REQUIRED WORK ->
Please reproduce the full set of data below exactly.

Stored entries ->
═══
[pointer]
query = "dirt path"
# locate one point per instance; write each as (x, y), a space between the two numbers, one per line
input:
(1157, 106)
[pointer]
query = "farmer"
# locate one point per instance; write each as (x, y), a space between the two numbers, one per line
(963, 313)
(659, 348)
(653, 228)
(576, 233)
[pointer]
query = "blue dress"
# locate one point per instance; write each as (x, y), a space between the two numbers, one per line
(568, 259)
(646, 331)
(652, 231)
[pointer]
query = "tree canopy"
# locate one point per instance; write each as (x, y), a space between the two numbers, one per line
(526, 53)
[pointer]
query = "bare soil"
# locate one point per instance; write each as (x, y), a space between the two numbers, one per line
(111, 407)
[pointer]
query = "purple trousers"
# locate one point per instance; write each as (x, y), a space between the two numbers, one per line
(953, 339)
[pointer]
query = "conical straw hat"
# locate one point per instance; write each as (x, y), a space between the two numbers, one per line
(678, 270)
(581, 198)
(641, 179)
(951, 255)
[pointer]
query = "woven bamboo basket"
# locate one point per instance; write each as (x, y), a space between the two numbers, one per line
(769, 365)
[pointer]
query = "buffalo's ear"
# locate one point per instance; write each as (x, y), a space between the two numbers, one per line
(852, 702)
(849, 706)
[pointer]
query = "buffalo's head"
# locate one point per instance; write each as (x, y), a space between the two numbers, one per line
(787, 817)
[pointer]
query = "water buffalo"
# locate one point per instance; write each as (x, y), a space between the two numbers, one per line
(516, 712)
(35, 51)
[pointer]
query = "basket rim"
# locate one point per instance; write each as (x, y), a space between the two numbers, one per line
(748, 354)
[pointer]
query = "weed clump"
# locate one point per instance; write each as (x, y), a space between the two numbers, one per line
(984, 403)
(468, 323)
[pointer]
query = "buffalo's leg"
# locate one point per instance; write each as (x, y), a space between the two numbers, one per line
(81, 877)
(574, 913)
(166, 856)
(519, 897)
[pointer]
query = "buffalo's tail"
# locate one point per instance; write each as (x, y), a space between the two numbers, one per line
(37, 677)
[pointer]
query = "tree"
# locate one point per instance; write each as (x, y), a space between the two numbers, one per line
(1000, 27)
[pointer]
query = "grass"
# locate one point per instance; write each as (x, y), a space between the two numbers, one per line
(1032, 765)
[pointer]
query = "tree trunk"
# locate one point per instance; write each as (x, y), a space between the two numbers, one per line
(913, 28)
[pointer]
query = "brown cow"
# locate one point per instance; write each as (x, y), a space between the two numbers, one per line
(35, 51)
═══
EXERCISE RESPONSE ->
[pointer]
query = "dirt path"
# locate one point per instance; write each as (x, y), a space between the two numbers, one per line
input:
(1157, 106)
[pointer]
query = "farmer"
# locate one point per instance; write each as (x, y), a space between the two numbers, one per line
(963, 313)
(659, 348)
(653, 228)
(576, 233)
[pointer]
query = "blue dress"
# locate one point per instance; write each as (x, y), a space between the two numbers, one per line
(568, 259)
(646, 331)
(652, 231)
[pointer]
query = "tree canopy"
# locate one point per instance; write each as (x, y), a space between the two numbers, one per line
(526, 53)
[pointer]
query = "bare soil"
# locate one point per instance; write each as (x, y), a space between the two numbers, one per line
(111, 407)
[pointer]
query = "purple trousers"
# locate one point per instance; write each as (x, y), a space between the two numbers, one per line
(953, 339)
[pointer]
query = "conical straw hat"
# locate one point per instance; write each as (x, y), a space between the two numbers, one per line
(678, 270)
(581, 198)
(641, 179)
(951, 255)
[pointer]
query = "woven bamboo basket"
# locate one point per instance; write each as (x, y), a space between the two numbers, one per line
(769, 365)
[pointer]
query = "buffalo's ear"
# locate one point per instance; write each as (x, y), a space between the two numbers, one per line
(852, 702)
(849, 706)
[pointer]
query = "buffalo's head"
# locate one point per instance; write each as (x, y), a space between the two numbers, one per line
(787, 817)
[pointer]
query = "water buffalo"
# locate one point per instance; write each as (x, y), a space between the two numbers, one per line
(516, 712)
(35, 51)
[pointer]
query = "basket rim"
# locate one point per instance; write each as (x, y), a space between the two numbers, one per line
(748, 354)
[pointer]
query = "weed clump"
# locate one point per instance; write each as (x, y), a space between the two numbers, one per line
(984, 403)
(468, 323)
[pointer]
query = "buffalo's leg"
# locate one point per instance; write each as (x, y), a space between the two numbers, one per line
(81, 877)
(574, 913)
(166, 856)
(519, 897)
[pointer]
query = "buffalo's tail"
# locate one point per instance; write each as (x, y), a space between the two numbers, one per line
(37, 677)
[pointer]
query = "tree"
# locate one point per instance; write each as (x, y), a space between the two numbers, one per line
(1000, 27)
[pointer]
query = "grass"
# locate one point per instance; write each as (x, y), a space between the two numbers, one per line
(1032, 765)
[pointer]
query = "tree trunk"
# locate one point per instance; write each as (x, y), a space between the two numbers, one per line
(913, 28)
[pointer]
query = "brown cow"
# locate one point per instance; write each as (x, y), a space between the two numbers, one per line
(35, 51)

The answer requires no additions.